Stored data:
== == ==

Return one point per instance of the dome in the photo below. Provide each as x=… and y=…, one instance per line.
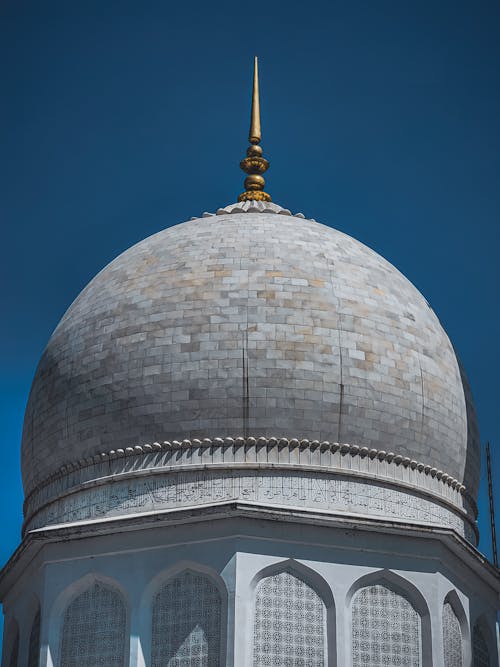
x=250, y=324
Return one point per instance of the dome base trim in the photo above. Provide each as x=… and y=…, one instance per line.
x=381, y=469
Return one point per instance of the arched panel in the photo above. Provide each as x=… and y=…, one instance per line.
x=94, y=629
x=452, y=638
x=34, y=647
x=289, y=623
x=186, y=627
x=386, y=629
x=480, y=652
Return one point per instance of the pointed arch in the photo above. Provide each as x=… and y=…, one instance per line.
x=94, y=618
x=294, y=616
x=188, y=605
x=384, y=604
x=455, y=631
x=483, y=644
x=34, y=641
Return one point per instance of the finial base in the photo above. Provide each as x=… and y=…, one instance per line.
x=254, y=195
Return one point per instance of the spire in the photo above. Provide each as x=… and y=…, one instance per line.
x=254, y=164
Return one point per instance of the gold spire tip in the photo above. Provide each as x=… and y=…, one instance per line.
x=254, y=136
x=254, y=164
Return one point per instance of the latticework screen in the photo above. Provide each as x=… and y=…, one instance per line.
x=385, y=629
x=480, y=649
x=94, y=629
x=34, y=648
x=290, y=622
x=187, y=615
x=452, y=638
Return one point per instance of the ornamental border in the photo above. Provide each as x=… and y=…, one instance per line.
x=344, y=449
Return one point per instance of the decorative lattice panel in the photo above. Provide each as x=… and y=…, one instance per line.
x=452, y=638
x=480, y=649
x=94, y=629
x=14, y=654
x=385, y=629
x=289, y=627
x=187, y=623
x=34, y=648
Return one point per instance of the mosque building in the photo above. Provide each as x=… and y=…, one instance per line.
x=249, y=442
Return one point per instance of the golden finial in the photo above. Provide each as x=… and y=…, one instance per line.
x=254, y=164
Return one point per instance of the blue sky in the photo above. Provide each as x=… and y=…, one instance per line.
x=121, y=118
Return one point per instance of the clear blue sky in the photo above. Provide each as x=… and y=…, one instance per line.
x=121, y=118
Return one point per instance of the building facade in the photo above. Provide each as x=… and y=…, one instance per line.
x=249, y=442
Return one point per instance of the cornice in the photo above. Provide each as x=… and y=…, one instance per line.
x=236, y=453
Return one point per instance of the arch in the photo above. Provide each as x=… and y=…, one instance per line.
x=385, y=604
x=188, y=605
x=12, y=644
x=92, y=613
x=301, y=571
x=293, y=616
x=483, y=644
x=453, y=653
x=34, y=641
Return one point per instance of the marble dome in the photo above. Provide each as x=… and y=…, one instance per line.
x=250, y=324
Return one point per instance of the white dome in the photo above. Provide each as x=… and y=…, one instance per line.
x=250, y=324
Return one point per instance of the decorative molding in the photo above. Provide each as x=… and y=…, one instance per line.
x=237, y=456
x=253, y=206
x=307, y=489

== == ==

What you need to do:
Rewrite all the items, substituting "one point per line" for every "one instance per line" and keeping everything else the same. Leave out the pictures.

Result for this task:
Return one point per instance of the dome in the photo below. Provide each as x=… and y=…, one point per line.
x=250, y=324
Return one point per instance of the dome base trim in the photo above. Provide each as x=… and y=…, one point per line.
x=381, y=469
Return one point per instance of the arched panel in the photo above. Provide each as x=… and y=…, one point per line.
x=94, y=629
x=452, y=638
x=34, y=647
x=289, y=623
x=186, y=627
x=386, y=629
x=480, y=652
Return one point per instance of the pointed arch in the photo above. Provide each as x=… and y=…, one point per line.
x=94, y=618
x=294, y=616
x=188, y=605
x=384, y=604
x=455, y=631
x=483, y=644
x=34, y=641
Return one point per instance of the finial base in the photo above. Provide each as x=… and y=…, one point per line.
x=254, y=195
Return one point per instance of the spire in the photo above. Provide each as x=… and y=…, one point per line.
x=254, y=164
Return one point per instance of the gold spire tip in the photo above. Provide each as x=… and y=…, one point per line.
x=254, y=136
x=254, y=164
Return one point per instance of the latticework screen in the photo above. Provide each as x=… and y=…, one point per line.
x=385, y=629
x=480, y=649
x=94, y=629
x=34, y=648
x=290, y=622
x=187, y=615
x=452, y=638
Return one point per instance of the ornamental border in the photo above. Provide each as x=… and y=…, one point per line.
x=344, y=449
Return one point per instance of the decorative lattice panel in the photo above. Provide each as x=… and y=…, one point per line.
x=452, y=638
x=480, y=649
x=94, y=629
x=14, y=654
x=385, y=629
x=289, y=627
x=187, y=623
x=34, y=648
Return one point per instance of the mosque building in the photo above. Provide each as x=… and y=…, one point per line.
x=249, y=442
Return one point per instance of the golden finial in the photo above. Provide each as x=… and y=…, one point per line.
x=254, y=164
Return one point per instance of the blue sky in the photo above. Provide each as x=… and y=…, one point per line.
x=121, y=118
Return one point per instance of the clear blue sky in the photo above. Provide each as x=… and y=…, one point per line.
x=121, y=118
Return one point per instance of the building facade in the photo above. Provide each as x=… and y=…, one point per line.
x=249, y=442
Return one point per instance of the cornice in the photo above. Provide each as x=… and y=…, one point per line.
x=236, y=453
Return one point per instance of the arch in the photo above. Provide each as x=… and y=…, one point per line.
x=385, y=604
x=188, y=605
x=12, y=644
x=92, y=613
x=301, y=571
x=293, y=616
x=483, y=644
x=453, y=653
x=34, y=641
Return one point per instance of the marble dome in the photo above. Provide each as x=… and y=…, one point per line.
x=250, y=324
Return one point per instance of the white dome in the photo above. Provide each as x=… and y=…, one point per line.
x=250, y=324
Return one point per instance of the decorative molding in the photo above. Provide each as x=… and y=…, one point per line.
x=237, y=456
x=253, y=206
x=307, y=489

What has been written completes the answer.